### About this task
Copy out the whole comment on memetic tech and alignment research word for word, with nothing changed.

### Selected passage

The key tipping point isn't "World leaders are influenced" but is instead "The Friendly memetic tech hatches a different way of being that can spread quickly." And the plausible candidates I've seen often suggest it'll spread superexponentially.

Whoa! I would love to hear more about these plausible candidates.

There's insufficient collective will to do enough of the right kind of alignment research.

I parse this second point as something like "alignment is hard enough that you need way more quality-adjusted research-years (QARY's?) than the current track is capable of producing. This means that to have any reasonable shot at success, you basically have to launch a Much larger (but still aligned) movement via memetic tech, or just pray you're the messiah and can singlehandedly provide all the research value of that mass movement.". That seems plausible, and concerning, but highly sensitive to difficulty of alignment problem - which I personally have practically zero idea how to forecast.

### Material supplied
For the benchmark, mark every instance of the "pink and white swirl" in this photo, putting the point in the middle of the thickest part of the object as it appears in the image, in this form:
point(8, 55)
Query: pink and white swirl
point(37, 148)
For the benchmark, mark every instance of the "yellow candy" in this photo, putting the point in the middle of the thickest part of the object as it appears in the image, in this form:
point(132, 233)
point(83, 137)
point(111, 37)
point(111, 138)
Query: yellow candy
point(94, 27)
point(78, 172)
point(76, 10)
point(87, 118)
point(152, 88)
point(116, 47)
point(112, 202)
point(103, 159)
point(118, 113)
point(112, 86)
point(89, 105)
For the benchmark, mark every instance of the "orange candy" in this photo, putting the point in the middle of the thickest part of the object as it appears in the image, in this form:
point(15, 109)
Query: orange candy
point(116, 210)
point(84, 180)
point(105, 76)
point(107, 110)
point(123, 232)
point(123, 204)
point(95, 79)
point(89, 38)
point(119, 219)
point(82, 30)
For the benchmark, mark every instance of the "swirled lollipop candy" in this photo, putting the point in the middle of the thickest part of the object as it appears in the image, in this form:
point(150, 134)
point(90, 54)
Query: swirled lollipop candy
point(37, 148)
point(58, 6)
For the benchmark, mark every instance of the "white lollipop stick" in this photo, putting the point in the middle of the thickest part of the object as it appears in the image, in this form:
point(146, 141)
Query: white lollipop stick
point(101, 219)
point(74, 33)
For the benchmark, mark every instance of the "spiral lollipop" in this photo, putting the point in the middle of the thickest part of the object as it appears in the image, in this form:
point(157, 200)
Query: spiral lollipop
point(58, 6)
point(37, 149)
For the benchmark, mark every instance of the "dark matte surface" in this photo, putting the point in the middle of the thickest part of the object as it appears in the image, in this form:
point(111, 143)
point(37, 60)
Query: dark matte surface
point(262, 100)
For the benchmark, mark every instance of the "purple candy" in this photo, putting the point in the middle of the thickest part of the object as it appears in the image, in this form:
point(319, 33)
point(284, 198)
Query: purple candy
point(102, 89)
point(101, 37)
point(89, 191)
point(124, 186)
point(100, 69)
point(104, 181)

### Solution
The key tipping point isn't "World leaders are influenced" but is instead "The Friendly memetic tech hatches a different way of being that can spread quickly." And the plausible candidates I've seen often suggest it'll spread superexponentially.

Whoa! I would love to hear more about these plausible candidates.

There's insufficient collective will to do enough of the right kind of alignment research.

I parse this second point as something like "alignment is hard enough that you need way more quality-adjusted research-years (QARY's?) than the current track is capable of producing. This means that to have any reasonable shot at success, you basically have to launch a Much larger (but still aligned) movement via memetic tech, or just pray you're the messiah and can singlehandedly provide all the research value of that mass movement.". That seems plausible, and concerning, but highly sensitive to difficulty of alignment problem - which I personally have practically zero idea how to forecast.